**** Cytowany tekst

Most nad przepaścią.
Moje myśli są jak podmuch. Pęd. Skrawki czegoś i po coś lecz bez sensu.
Siedzę i myślę jak ująć myśli w słowa.
W jaki ubrać je strój? Przyozdobić słońcem? A może deszczem spadających zdarzeń i wydarzeń powracających jak bumerang?
I znowu ten most nad przepaścią...
- Pisz. Dobrze to robisz, pisz. Obiecaj, że będziesz pisać - te słowa padły z ust Pani M. z Polskiego Radia Studia i Reportażu.
Te słowa odbijają się echem w mojej głowie. Próbują się przebić na powierzchnię popękanego lustra zwyczajności, tak kruchego, że każdy odłamek boli jakby bardziej.
Te słowa łagodzą pęknięcia, niwelują ból, zdejmują mgłę osamotnienia.
Chyba ich potrzebowałam.
Zgodziłam się opowiedzieć o mojej walce z chorobą dla dokumentu Pani M. z Polskiego Radia.
Na razie celowo nie podaję pełnych danych Dziennikarki ze względu na to, że czekam aż na dobre rozwinie się nasza współpraca nad moją historią.

********
**** Podane wiersze

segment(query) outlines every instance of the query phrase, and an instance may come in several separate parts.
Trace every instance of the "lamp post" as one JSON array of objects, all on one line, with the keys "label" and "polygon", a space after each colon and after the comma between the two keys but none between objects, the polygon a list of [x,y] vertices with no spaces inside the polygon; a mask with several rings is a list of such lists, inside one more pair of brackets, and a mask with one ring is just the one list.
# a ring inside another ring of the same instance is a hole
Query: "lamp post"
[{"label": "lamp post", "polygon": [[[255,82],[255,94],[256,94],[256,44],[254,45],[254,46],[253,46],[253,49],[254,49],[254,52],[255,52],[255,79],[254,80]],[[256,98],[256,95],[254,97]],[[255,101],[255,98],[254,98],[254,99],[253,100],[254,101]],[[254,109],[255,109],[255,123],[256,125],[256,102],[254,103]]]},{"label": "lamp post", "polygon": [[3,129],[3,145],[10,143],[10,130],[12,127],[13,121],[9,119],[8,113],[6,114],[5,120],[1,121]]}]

********
**** Podane wiersze

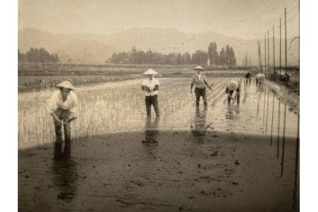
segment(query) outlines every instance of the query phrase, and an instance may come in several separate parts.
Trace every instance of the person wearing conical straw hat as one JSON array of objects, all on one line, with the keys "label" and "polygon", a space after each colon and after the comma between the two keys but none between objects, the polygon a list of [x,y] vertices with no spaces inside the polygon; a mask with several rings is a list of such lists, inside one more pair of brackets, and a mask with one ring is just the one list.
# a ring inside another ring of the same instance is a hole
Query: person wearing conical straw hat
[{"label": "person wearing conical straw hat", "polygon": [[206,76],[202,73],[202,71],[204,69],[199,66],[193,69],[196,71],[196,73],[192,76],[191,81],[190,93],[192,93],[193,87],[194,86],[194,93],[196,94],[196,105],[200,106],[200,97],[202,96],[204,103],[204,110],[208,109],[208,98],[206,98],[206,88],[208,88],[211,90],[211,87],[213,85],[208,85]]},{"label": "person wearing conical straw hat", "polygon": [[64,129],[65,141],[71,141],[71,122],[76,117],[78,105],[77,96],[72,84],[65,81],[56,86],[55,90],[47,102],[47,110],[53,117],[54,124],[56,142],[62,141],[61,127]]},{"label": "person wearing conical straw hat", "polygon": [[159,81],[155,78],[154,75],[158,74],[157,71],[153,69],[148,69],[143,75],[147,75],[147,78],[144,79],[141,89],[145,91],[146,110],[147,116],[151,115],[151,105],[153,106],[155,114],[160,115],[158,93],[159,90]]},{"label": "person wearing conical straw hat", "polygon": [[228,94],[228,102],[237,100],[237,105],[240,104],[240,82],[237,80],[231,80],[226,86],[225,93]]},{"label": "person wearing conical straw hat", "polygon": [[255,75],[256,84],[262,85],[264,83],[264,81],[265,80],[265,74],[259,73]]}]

********

- **Polecenie**
Jakie słowa wypowiedziała Pani M. według cytowanego tekstu? Te wiersze nie są tu potrzebne.

- **Rozwiązanie zadania**
„Pisz. Dobrze to robisz, pisz. Obiecaj, że będziesz pisać”.